=== Page extract ===

Biomineralization, also written biomineralisation, is the process by which living organisms produce minerals, often resulting in hardened or stiffened mineralized tissues. It is an extremely widespread phenomenon: all six taxonomic kingdoms contain members that can form minerals, and over 60 different minerals have been identified in organisms. Examples include silicates in algae and diatoms, carbonates in invertebrates, and calcium phosphates and carbonates in vertebrates. These minerals often form structural features such as sea shells and the bone in mammals and birds.
Organisms have been producing mineralized skeletons for the past 550 million years. Calcium carbonates and calcium phosphates are usually crystalline, but silica organisms (such as sponges and diatoms) are always non-crystalline minerals. Other examples include copper, iron, and gold deposits involving bacteria. Biologically formed minerals often have special uses such as magnetic sensors in magnetotactic bacteria (Fe3O4), gravity-sensing devices (CaCO3, CaSO4, BaSO4) and iron storage and mobilization (Fe2O3•H2O in the protein ferritin).
In terms of taxonomic distribution, the most common biominerals are the phosphate and carbonate salts of calcium that are used in conjunction with organic polymers such as collagen and chitin to give structural support to bones and shells. The structures of these biocomposite materials are highly controlled from the nanometer to the macroscopic level, resulting in complex architectures that provide multifunctional properties. Because this range of control over mineral growth is desirable for materials engineering applications, there is interest in understanding and elucidating the mechanisms of biologically-controlled biomineralization.

===

Using the biomineralization text, explain why there is interest in understanding the mechanisms of biologically-controlled biomineralization.

=== Source data ===

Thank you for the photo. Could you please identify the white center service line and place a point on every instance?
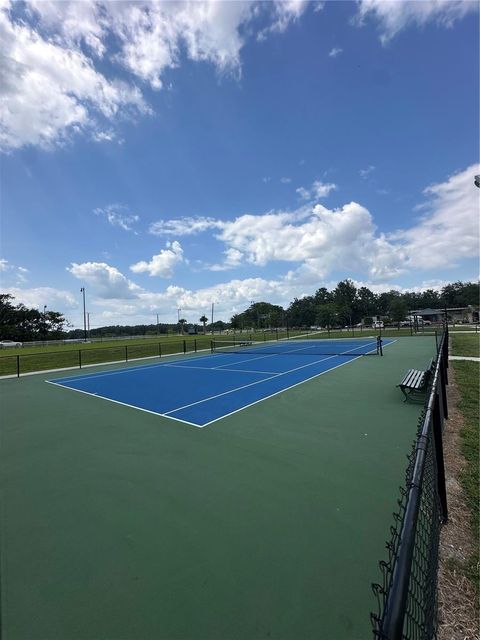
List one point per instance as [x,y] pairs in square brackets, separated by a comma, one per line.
[251,384]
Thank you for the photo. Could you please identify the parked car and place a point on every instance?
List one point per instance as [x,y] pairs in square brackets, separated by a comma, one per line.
[5,344]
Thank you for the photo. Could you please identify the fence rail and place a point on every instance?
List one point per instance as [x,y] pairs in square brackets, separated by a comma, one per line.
[77,357]
[407,598]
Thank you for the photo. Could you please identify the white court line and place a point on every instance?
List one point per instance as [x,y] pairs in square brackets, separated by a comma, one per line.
[271,355]
[251,384]
[184,366]
[198,426]
[124,404]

===

Exercise result: In biocomposites such as bones and shells, organisms control mineral growth from the nanometer to the macroscopic level. That range of control is desirable for materials engineering applications, which drives the interest in understanding how biologically-controlled biomineralization works.